▸ To do
Please rescale these lines, starting at the line that contains "Please annotate this frame for all instances of railcar." and stopping after the line that contains "[62, 9, 536, 434]". Repeat every line in that span, requests included, but multiply each bounding-box coordinate in the answers by 0.65 and round it to a whole number, with halves rounded up.

▸ Excerpts of labeled region data
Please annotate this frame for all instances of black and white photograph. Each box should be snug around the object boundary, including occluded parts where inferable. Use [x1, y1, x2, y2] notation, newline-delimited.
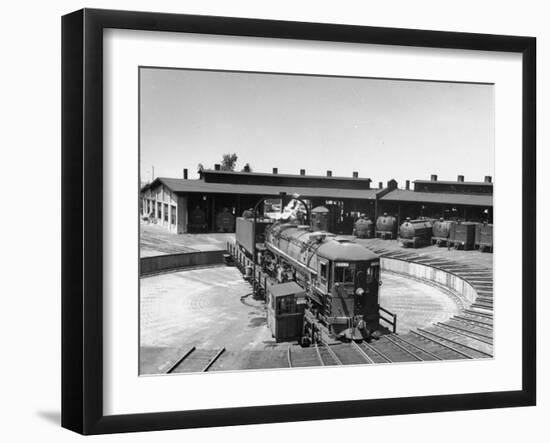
[136, 66, 496, 376]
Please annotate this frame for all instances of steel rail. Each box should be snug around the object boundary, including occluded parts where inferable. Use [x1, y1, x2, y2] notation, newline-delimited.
[385, 335, 424, 361]
[315, 343, 325, 366]
[351, 341, 374, 364]
[394, 335, 443, 361]
[362, 341, 393, 363]
[449, 315, 493, 331]
[166, 346, 195, 374]
[411, 329, 472, 359]
[418, 328, 493, 357]
[436, 323, 493, 344]
[202, 348, 225, 372]
[323, 343, 343, 366]
[433, 322, 493, 346]
[454, 315, 493, 327]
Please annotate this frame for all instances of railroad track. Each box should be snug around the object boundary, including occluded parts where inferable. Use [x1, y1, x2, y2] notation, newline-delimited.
[166, 346, 225, 374]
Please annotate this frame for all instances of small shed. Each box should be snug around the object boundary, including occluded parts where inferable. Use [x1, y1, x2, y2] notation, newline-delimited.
[267, 282, 306, 342]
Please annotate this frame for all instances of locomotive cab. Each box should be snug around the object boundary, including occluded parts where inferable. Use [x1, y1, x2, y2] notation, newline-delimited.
[316, 238, 380, 339]
[327, 260, 380, 340]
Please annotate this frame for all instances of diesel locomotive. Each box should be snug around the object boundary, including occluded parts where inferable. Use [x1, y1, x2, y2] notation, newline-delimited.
[236, 212, 396, 346]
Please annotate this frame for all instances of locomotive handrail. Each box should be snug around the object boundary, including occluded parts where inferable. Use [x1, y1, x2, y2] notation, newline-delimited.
[378, 305, 397, 333]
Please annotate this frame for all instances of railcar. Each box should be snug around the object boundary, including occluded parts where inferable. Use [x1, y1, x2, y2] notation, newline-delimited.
[448, 222, 476, 250]
[375, 213, 397, 240]
[236, 221, 396, 346]
[353, 216, 374, 238]
[432, 217, 456, 246]
[399, 217, 432, 248]
[188, 206, 208, 232]
[216, 208, 235, 232]
[478, 223, 493, 252]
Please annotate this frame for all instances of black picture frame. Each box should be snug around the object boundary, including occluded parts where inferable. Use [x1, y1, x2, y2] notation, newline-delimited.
[62, 9, 536, 434]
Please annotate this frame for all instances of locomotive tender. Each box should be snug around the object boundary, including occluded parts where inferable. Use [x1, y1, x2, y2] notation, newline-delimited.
[236, 215, 396, 346]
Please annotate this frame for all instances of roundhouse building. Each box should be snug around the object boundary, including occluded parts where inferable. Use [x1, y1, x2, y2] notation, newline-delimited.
[378, 175, 493, 224]
[140, 165, 493, 234]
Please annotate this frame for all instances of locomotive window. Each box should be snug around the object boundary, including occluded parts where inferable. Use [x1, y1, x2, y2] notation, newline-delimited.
[170, 206, 176, 225]
[367, 267, 378, 283]
[334, 267, 353, 283]
[321, 263, 327, 280]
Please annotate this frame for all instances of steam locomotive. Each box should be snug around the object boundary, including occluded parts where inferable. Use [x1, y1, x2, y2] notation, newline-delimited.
[236, 212, 395, 346]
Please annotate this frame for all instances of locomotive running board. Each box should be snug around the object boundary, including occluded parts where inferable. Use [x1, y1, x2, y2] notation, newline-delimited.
[266, 243, 317, 275]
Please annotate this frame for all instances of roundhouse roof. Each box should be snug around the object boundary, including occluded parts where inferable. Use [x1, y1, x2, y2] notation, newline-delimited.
[317, 239, 379, 261]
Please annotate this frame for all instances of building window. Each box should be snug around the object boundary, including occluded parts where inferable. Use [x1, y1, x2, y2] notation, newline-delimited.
[170, 206, 176, 225]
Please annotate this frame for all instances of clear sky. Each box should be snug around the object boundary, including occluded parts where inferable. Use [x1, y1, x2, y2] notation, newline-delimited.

▸ Output of the task
Please annotate this frame for all instances of railcar. Each box should be snug around the object boundary, including occluded parts where inferable. Use [x1, y1, x2, y2] notation, newline-delimited.
[291, 144, 309, 163]
[244, 138, 258, 156]
[153, 144, 257, 225]
[229, 140, 243, 155]
[281, 141, 296, 160]
[259, 141, 281, 161]
[122, 134, 135, 151]
[140, 135, 153, 151]
[311, 145, 320, 164]
Please annotate this frame for all instances of black picture frame. Each box should be snug around the object boundary, including occluded parts where inferable. Use [x1, y1, x2, y2] notation, newline-delimited.
[40, 6, 348, 282]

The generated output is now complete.